Text shown >>
——

- Craske, photographed in 1961
- Diocese: Gibraltar
- In office: 1954–1959
- Predecessor: Cecil Horsley
- Successor: Stanley Eley

Personal details
- Born: 11 May 1901
- Died: 10 March 1971 (aged 69)
- Alma mater: King's College London

= Thomas Craske =

British bishop (1901–1971)

Frederick William Thomas Craske (called Thomas (Note: While Bishop of Gibraltar, Craske signed himself "Thomas Gibraltar", the traditional way for serving bishops to sign: given name and See.) and Tom; 11 May 1901 – 10 March 1971) was Bishop of Gibraltar from 1953 to 1959.

==Family and education==
Craske was born on 11 May 1901, son of William James Craske, and educated at King's College London. He therefore graduated Bachelor of Arts (BA) from the University of London and Associate of King's College (AKC) before embarking on an ecclesiastical career. He married Nellie, daughter of a Harold Wilson; they had two sons.
==Priestly ministry==
He was made deacon at Michaelmas 1927 (2 October) by Arthur Winnington-Ingram, Bishop of London, at St Paul's Cathedral (by letters dimissory from the Bishop of Manchester) and ordained priest the following Michaelmas (23 September 1928) by William Temple, Bishop of Manchester, at Manchester Cathedral. He served his title (curacy) at St Chrysostom's Church, Victoria Park (Manchester).

——

Excerpted records >>
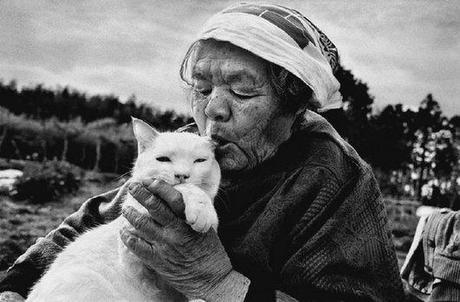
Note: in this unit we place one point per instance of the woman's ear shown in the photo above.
(144, 134)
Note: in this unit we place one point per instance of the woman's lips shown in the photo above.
(220, 141)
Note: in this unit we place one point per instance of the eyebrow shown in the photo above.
(230, 76)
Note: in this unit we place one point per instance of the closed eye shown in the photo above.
(242, 96)
(163, 159)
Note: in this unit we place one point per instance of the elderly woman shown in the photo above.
(301, 215)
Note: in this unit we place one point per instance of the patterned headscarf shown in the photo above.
(284, 37)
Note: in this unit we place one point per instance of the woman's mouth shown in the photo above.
(220, 141)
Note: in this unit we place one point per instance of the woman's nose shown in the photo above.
(217, 108)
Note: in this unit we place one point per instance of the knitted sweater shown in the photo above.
(308, 222)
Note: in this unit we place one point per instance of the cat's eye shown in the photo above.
(163, 159)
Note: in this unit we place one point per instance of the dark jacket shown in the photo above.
(309, 222)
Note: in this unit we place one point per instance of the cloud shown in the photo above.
(401, 49)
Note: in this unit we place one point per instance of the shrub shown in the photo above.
(46, 181)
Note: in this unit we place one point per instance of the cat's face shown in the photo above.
(174, 157)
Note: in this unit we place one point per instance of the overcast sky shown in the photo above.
(402, 49)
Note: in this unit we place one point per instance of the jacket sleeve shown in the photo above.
(340, 248)
(29, 267)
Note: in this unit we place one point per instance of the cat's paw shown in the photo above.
(201, 216)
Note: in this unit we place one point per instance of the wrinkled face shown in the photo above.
(176, 158)
(233, 103)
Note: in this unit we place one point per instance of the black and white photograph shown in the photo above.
(190, 150)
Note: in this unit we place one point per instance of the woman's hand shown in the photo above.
(195, 264)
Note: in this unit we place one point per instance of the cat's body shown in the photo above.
(97, 266)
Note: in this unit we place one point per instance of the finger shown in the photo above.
(143, 223)
(154, 205)
(147, 252)
(167, 192)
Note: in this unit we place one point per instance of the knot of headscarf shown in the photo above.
(284, 37)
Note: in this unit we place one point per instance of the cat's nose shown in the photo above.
(181, 177)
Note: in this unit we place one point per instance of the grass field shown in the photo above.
(21, 223)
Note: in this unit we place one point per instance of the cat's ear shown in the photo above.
(144, 133)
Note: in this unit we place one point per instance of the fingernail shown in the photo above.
(133, 186)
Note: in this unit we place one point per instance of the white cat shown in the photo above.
(97, 266)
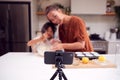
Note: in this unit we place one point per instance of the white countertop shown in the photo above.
(27, 66)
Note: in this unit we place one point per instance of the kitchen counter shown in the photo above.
(28, 66)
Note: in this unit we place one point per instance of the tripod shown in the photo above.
(59, 72)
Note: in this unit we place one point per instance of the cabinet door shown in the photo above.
(112, 47)
(88, 6)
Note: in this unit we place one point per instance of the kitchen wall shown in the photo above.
(34, 17)
(98, 23)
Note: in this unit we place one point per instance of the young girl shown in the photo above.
(42, 43)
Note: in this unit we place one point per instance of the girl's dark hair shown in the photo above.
(47, 25)
(55, 6)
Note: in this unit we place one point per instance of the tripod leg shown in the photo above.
(60, 75)
(63, 75)
(54, 75)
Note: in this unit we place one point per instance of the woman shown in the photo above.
(72, 30)
(41, 43)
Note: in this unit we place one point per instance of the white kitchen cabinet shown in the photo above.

——

Exercise tasks >>
(1) Answer these questions from the text on Thomas Craske:
(a) Who preceded Craske as Bishop of Gibraltar?
(b) Whom did Craske marry?
(c) At which church did Craske serve his title (curacy)?
(2) Reproduce the stretch of the text on Thomas Craske from "- Alma mater: King's" through "1953 to 1959.".

Expected results >>
(1)
(a) Cecil Horsley
(b) Nellie, daughter of a Harold Wilson
(c) St Chrysostom's Church, Victoria Park (Manchester)

(2)
- Alma mater: King's College London

= Thomas Craske =

British bishop (1901–1971)

Frederick William Thomas Craske (called Thomas (Note: While Bishop of Gibraltar, Craske signed himself "Thomas Gibraltar", the traditional way for serving bishops to sign: given name and See.) and Tom; 11 May 1901 – 10 March 1971) was Bishop of Gibraltar from 1953 to 1959.